Task statement ->
Leave out the pictures and copy the remaining records exactly.

# START OF Data for this exercise

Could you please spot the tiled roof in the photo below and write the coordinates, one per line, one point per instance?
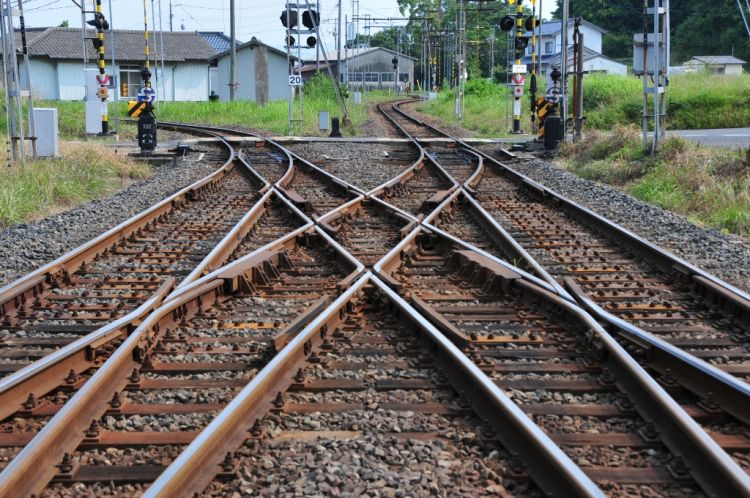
(718, 59)
(218, 41)
(179, 46)
(553, 27)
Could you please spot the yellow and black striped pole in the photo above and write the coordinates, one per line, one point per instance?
(103, 91)
(519, 55)
(534, 47)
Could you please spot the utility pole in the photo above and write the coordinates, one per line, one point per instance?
(338, 45)
(232, 53)
(564, 68)
(317, 48)
(517, 76)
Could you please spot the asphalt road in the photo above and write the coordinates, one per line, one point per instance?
(733, 138)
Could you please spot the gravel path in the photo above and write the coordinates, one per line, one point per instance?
(27, 246)
(726, 256)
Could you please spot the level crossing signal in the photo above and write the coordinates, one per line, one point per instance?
(310, 21)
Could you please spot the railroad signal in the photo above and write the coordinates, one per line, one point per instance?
(507, 23)
(310, 19)
(289, 19)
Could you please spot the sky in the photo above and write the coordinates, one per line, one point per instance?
(259, 18)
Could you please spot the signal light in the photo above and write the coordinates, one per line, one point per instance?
(99, 22)
(291, 20)
(507, 23)
(310, 19)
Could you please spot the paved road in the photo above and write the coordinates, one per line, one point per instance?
(734, 138)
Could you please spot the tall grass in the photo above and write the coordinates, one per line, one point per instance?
(694, 101)
(83, 172)
(710, 186)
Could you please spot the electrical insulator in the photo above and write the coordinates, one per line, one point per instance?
(291, 20)
(310, 19)
(507, 23)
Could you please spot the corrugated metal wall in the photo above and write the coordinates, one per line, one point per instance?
(43, 78)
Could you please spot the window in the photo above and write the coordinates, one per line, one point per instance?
(130, 80)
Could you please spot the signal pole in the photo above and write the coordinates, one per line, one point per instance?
(232, 54)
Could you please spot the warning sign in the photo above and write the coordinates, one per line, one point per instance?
(518, 79)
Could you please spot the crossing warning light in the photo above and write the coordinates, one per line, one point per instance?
(289, 18)
(310, 19)
(507, 23)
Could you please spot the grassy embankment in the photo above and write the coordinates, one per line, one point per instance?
(695, 101)
(82, 172)
(710, 186)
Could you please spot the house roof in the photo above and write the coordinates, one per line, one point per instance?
(218, 41)
(550, 28)
(254, 42)
(65, 43)
(717, 59)
(350, 53)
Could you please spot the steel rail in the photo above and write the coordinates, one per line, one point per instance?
(710, 465)
(35, 465)
(198, 464)
(42, 376)
(694, 373)
(720, 289)
(498, 234)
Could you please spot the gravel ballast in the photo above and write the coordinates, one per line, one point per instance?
(724, 255)
(27, 246)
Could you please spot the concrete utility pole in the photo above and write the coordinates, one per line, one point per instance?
(564, 68)
(518, 76)
(338, 45)
(232, 53)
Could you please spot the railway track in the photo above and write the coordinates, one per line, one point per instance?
(443, 369)
(118, 272)
(177, 371)
(565, 373)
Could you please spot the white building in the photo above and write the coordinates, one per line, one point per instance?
(262, 73)
(369, 66)
(550, 49)
(715, 64)
(56, 63)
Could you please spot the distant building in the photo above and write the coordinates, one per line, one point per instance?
(549, 48)
(716, 64)
(262, 73)
(371, 67)
(56, 63)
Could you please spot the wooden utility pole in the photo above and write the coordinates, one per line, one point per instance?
(233, 53)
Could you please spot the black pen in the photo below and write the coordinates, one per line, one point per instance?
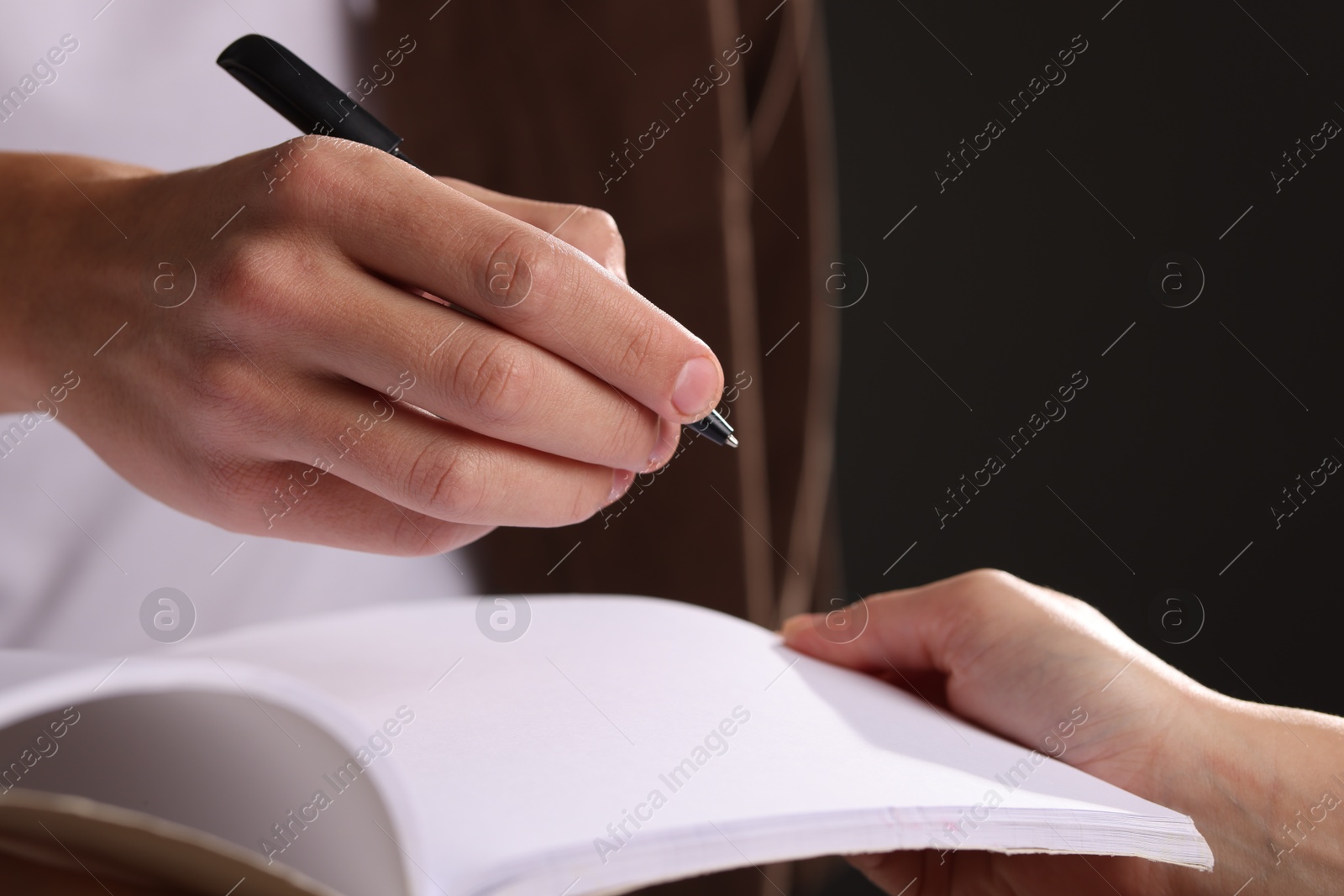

# END OF Data for this exercise

Answer below ->
Could you please spot the tiled roof in the photo below and write the coordinates, one per line, one point per instance?
(718, 59)
(218, 41)
(179, 46)
(553, 27)
Could you please spot the yellow and black striped pole in the photo above and write the coordinates, one per line, one point per instance?
(103, 91)
(519, 55)
(534, 47)
Could you please spot the utility pole in the photo above and write the coordinates, one per line, one point per instance?
(338, 45)
(232, 53)
(564, 68)
(317, 48)
(517, 76)
Could you please spot the asphalt road in the photo above and write the coordinates, one per line, one point per instance?
(733, 138)
Could you please spot the gravel path in the photo above and write the coordinates, one per line, one point per instance?
(27, 246)
(726, 256)
Could you please spot the level crossing signal in the photo above and write the coordinates, one per line, one point per instance?
(310, 21)
Could you please spot the railroad signal in the photo above and write the coordinates, one per line, one point per instance?
(507, 23)
(310, 19)
(289, 19)
Could you please spot the sky in the photo above and write the coordinates, one per line, one point per instance?
(259, 18)
Could you please spot the signal light in the photo above and write the coordinates, one per line, one point per instance?
(99, 22)
(291, 20)
(507, 23)
(310, 19)
Could you please spot the paved road in the photo above and write the coordinates, one per line, one point per instance?
(734, 138)
Could you please spot the tall grass in the photo above and write the coordinates, one per line, one point per instance?
(694, 101)
(83, 172)
(710, 186)
Could you please spot the electrical insulator in the photo above and write the coordinates, one per line, one point per instance?
(291, 20)
(310, 19)
(507, 23)
Could you please spot the corrugated metal wall in the photo above and write the coordinates, one per line, one point per instance?
(43, 78)
Could you please spot the window in the photo above and write the coordinates, one per line, one point per instance?
(130, 80)
Could you please spot the signal pole in the photo above and write the coordinates, one per line, one point per instance?
(232, 54)
Could you please spot the warning sign in the photo above and write the coordinates, one per line, one point per instance?
(518, 79)
Could you please spot the crossing warning light in the photo above and write the coordinates, one per line, one point per instance?
(289, 18)
(310, 19)
(507, 23)
Could you please spot the grassy embankment in the photo above and write the coordinates, one per line, one point per instance?
(695, 101)
(82, 172)
(710, 186)
Could you please spot the house roof in the photo above and write the coordinates, one per line, one point per instance?
(218, 41)
(550, 28)
(254, 42)
(65, 43)
(717, 59)
(350, 53)
Could you please spot the steel rail in the photo above and write the coordinates, one per line, one point per instance?
(710, 465)
(35, 465)
(198, 464)
(42, 376)
(694, 373)
(720, 289)
(498, 234)
Could you please spot the gravel ballast in the photo above and write the coordinates, one per line, one point per instance?
(724, 255)
(27, 246)
Could you please spot the concrete utility pole in the photo above and write the coordinates, one per line, one point per instance?
(564, 68)
(518, 76)
(338, 45)
(232, 53)
Could you please spot the railway track in the photo above and write the coordinates, one per line, one point per instance?
(443, 369)
(118, 272)
(177, 371)
(565, 373)
Could you please spot the white building in the photo above and write the coordinates, one per line, one point per instance?
(262, 73)
(369, 66)
(550, 49)
(715, 64)
(56, 63)
Could you please spot the distant building in the photo above and write the coordinates, one per line, one point per instance?
(549, 48)
(716, 64)
(262, 73)
(371, 67)
(56, 63)
Could you please spot the wooden utility pole in the photo above and write the coordinates, one per line, one point per instance?
(233, 53)
Could you please spot the black pen in the photo below and write the coordinates, one per line, one point per instance?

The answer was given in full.